• STATED TASK
Write out exactly, please, the lines from the one containing "Target: grass patch" to the end of the material.

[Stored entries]
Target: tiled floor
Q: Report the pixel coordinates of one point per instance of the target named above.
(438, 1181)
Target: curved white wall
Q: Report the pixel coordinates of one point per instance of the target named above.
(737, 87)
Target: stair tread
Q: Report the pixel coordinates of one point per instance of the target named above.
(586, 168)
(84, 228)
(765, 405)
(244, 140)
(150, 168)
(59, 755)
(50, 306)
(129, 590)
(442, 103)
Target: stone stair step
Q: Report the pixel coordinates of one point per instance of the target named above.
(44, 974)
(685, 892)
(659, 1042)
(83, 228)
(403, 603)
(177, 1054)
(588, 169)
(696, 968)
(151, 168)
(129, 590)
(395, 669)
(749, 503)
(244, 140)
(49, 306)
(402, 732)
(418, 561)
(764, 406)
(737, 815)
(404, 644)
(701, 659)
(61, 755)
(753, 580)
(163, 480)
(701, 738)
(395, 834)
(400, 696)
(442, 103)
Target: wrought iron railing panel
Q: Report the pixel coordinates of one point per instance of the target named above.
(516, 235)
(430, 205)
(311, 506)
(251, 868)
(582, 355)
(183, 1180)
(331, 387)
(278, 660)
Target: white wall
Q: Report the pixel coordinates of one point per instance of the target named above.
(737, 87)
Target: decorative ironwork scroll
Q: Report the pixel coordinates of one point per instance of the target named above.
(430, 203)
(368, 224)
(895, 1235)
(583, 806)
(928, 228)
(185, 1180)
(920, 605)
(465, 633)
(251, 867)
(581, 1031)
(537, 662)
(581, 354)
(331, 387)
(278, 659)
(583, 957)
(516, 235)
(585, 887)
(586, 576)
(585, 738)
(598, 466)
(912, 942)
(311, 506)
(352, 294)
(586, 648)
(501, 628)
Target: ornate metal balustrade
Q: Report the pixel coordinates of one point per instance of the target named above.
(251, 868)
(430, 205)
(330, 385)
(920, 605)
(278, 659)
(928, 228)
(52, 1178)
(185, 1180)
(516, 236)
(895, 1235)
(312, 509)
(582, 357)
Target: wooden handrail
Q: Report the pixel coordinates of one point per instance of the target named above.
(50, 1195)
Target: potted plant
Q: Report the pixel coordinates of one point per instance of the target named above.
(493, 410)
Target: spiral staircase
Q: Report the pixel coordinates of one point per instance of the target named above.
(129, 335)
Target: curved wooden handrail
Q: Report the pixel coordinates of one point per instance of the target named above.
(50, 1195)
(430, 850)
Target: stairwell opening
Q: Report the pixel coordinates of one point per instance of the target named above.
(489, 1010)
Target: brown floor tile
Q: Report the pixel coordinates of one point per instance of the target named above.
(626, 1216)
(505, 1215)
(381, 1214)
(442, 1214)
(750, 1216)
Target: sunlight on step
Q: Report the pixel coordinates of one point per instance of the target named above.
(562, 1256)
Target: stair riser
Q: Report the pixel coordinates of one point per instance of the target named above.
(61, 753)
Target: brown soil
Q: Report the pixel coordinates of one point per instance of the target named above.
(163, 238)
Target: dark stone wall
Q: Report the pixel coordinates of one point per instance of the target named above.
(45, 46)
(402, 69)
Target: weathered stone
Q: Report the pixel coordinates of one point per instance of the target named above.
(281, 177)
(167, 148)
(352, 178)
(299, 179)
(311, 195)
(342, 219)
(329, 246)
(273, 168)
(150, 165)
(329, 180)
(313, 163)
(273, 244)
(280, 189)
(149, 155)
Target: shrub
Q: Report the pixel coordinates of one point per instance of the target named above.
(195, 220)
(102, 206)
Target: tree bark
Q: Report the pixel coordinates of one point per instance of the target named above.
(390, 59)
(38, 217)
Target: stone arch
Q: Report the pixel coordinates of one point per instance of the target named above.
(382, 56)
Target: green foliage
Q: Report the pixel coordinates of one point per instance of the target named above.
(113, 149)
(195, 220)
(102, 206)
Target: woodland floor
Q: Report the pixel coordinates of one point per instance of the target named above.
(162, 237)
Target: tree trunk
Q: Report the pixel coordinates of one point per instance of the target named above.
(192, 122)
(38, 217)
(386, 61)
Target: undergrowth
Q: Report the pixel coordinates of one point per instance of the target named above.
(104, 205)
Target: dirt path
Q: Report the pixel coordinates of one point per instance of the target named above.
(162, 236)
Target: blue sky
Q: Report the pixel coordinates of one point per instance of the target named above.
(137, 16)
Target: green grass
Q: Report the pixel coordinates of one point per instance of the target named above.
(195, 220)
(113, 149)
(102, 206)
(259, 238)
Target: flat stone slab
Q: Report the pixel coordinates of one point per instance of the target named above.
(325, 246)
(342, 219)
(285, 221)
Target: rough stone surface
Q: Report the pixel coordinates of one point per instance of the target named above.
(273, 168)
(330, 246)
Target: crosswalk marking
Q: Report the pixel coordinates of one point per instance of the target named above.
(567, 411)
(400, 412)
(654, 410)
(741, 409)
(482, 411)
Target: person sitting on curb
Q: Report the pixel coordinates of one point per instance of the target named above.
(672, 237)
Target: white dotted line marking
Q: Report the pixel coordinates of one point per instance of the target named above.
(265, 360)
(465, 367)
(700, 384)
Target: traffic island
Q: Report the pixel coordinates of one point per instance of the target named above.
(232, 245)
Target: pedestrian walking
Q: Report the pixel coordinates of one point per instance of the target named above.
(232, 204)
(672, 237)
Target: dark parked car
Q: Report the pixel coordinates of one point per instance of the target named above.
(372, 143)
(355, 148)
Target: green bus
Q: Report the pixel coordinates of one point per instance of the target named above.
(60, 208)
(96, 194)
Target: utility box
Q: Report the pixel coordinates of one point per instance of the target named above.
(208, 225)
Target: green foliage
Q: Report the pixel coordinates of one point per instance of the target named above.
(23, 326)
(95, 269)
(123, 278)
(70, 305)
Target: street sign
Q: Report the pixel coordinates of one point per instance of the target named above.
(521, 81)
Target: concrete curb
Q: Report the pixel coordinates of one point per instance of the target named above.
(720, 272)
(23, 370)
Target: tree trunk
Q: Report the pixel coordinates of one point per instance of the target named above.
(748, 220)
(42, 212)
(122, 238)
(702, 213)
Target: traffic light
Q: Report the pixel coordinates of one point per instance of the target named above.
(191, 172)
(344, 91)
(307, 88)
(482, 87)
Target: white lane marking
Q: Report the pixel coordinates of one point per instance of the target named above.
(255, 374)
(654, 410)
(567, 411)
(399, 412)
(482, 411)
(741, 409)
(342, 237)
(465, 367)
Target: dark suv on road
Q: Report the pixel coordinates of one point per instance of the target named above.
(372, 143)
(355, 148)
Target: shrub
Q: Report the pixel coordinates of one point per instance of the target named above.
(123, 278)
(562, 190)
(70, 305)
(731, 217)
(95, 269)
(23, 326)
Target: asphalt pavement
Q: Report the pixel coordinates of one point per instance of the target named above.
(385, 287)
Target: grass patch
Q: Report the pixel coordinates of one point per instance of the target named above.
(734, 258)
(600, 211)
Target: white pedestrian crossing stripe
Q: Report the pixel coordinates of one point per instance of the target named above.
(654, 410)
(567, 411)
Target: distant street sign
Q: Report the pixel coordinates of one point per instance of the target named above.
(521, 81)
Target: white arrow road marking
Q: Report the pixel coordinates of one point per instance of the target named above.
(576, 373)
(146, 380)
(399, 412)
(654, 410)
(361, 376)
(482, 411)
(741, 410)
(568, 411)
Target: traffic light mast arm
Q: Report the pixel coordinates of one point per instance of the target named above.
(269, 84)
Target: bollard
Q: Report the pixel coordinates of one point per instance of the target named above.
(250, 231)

• ANSWER FOR THIS EXERCISE
Target: grass patch
Q: Report the pixel coordinates of one point per instance of the target named above.
(734, 258)
(600, 211)
Target: white pedestrian crossing stripe
Q: Report the pixel coordinates of one point per instance of the target named above.
(654, 410)
(567, 411)
Target: distant street sign
Q: Report the pixel coordinates of one point per instance of the target named above.
(521, 81)
Target: white arrow road marking
Q: Report the pixel coordinates of one point per instance of the target named above.
(576, 373)
(146, 380)
(399, 412)
(654, 410)
(361, 376)
(482, 411)
(741, 410)
(568, 411)
Target: traffic light mast arm
Q: Report the pixel coordinates of one point per instance of the target named above.
(269, 84)
Target: bollard
Q: Report the pixel coordinates of one point per instance of the target named above.
(250, 231)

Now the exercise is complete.